— start of Excerpted data —

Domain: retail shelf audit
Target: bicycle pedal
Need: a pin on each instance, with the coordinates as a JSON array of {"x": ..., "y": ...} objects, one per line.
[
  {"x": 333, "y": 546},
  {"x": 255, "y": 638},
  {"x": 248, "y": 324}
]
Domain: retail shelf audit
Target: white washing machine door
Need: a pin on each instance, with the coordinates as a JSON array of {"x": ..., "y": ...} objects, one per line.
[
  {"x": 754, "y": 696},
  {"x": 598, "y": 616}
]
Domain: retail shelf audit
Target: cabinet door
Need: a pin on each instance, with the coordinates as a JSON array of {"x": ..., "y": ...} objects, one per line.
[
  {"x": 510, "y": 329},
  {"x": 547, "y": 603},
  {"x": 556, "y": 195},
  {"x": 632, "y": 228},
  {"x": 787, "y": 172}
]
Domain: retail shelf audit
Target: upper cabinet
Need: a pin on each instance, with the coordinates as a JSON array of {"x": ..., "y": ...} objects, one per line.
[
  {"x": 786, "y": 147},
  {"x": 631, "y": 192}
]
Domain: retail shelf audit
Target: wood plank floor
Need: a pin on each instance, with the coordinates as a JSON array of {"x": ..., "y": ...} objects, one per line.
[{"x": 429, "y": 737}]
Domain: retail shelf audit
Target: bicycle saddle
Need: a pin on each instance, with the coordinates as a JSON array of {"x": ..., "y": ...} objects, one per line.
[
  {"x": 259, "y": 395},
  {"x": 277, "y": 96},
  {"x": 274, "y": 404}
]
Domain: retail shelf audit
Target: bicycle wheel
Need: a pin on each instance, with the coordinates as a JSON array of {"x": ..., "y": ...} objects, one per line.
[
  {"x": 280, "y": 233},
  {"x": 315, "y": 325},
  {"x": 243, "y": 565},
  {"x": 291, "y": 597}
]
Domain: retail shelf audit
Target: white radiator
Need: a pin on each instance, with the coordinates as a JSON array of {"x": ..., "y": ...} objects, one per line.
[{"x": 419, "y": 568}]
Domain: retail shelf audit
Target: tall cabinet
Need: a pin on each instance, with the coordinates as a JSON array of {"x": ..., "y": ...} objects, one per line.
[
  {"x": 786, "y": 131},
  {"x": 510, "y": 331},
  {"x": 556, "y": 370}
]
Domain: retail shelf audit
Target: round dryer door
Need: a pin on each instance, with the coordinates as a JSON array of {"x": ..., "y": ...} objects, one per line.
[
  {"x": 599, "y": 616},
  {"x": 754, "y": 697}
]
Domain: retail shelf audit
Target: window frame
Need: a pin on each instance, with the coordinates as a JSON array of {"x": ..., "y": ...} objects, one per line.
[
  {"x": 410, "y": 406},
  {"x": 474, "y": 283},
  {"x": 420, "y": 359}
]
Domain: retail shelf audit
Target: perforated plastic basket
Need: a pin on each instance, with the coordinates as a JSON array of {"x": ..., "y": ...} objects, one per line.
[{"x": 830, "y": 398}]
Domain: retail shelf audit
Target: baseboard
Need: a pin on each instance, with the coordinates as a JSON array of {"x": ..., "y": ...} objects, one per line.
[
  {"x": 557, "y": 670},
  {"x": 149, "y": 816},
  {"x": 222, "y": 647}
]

— end of Excerpted data —

> _The task_: Output the listing above exactly as it appears.

> _Output of the task_:
Domain: retail shelf audit
Target: bicycle pedal
Need: a pin on each instance, with the coordinates as a JSON array of {"x": ..., "y": ...} objects, one per line.
[
  {"x": 333, "y": 546},
  {"x": 255, "y": 638},
  {"x": 248, "y": 324}
]
Domain: retail shelf audit
Target: white washing machine door
Need: a pin on each instance, with the coordinates as a JSON array of {"x": ..., "y": ...} objects, one per line.
[
  {"x": 754, "y": 696},
  {"x": 598, "y": 616}
]
Domain: retail shelf audit
Target: cabinet door
Need: a pin on each instance, with the coordinates as a JSON array of {"x": ..., "y": ...} objects, one per line.
[
  {"x": 510, "y": 329},
  {"x": 547, "y": 603},
  {"x": 556, "y": 195},
  {"x": 632, "y": 228},
  {"x": 787, "y": 172}
]
Domain: retail shelf audit
Target: upper cabinet
Need: a pin on each instance, with the coordinates as a JSON array of {"x": ..., "y": ...} objects, one per line.
[
  {"x": 786, "y": 147},
  {"x": 631, "y": 192}
]
Domain: retail shelf audit
Target: wood plank floor
Need: a pin on each instance, with the coordinates as a JSON array of {"x": ..., "y": ...} objects, one per line.
[{"x": 429, "y": 737}]
Domain: retail shelf audit
Target: bicycle saddle
Need: a pin on each instance, with the coordinates as a JSON array of {"x": ..., "y": ...} objects, one per line.
[
  {"x": 259, "y": 395},
  {"x": 277, "y": 96},
  {"x": 274, "y": 404}
]
Domain: retail shelf audit
Target: bicycle wheel
Need: a pin on each instance, with the coordinates as a JSON array of {"x": ..., "y": ...} objects, one per line.
[
  {"x": 280, "y": 233},
  {"x": 315, "y": 325},
  {"x": 243, "y": 565},
  {"x": 291, "y": 597}
]
Domain: retail shelf audit
Target: white radiator
Need: a pin on each instance, with the coordinates as a JSON array of {"x": ..., "y": ...} objects, one per line.
[{"x": 419, "y": 568}]
Domain: retail shelf audit
Target: tall cabinet
Need: a pin on each instance, with the coordinates as a JSON array of {"x": ..., "y": ...} objects, one per line.
[
  {"x": 786, "y": 131},
  {"x": 510, "y": 331},
  {"x": 556, "y": 370}
]
Domain: retail shelf audit
Target: round dryer door
Need: a pin on each instance, with the coordinates as a JSON array of {"x": ..., "y": ...} objects, one per line.
[
  {"x": 599, "y": 616},
  {"x": 754, "y": 697}
]
Domain: retail shelf audit
Target: window frame
Need: a pin on each instance, with the coordinates as a JSON array of {"x": ..., "y": ...} objects, one per line.
[
  {"x": 410, "y": 406},
  {"x": 474, "y": 283},
  {"x": 420, "y": 359}
]
Domain: retail shelf audit
Target: perforated plastic basket
Need: a pin on each instance, with the coordinates as a JSON array of {"x": ..., "y": ...} objects, one per line.
[{"x": 830, "y": 398}]
Domain: retail shelf audit
Target: baseboard
Need: a pin on each instance, with the coordinates as a JSON array of {"x": ..., "y": ...} objects, one per line.
[
  {"x": 557, "y": 670},
  {"x": 149, "y": 816},
  {"x": 222, "y": 647}
]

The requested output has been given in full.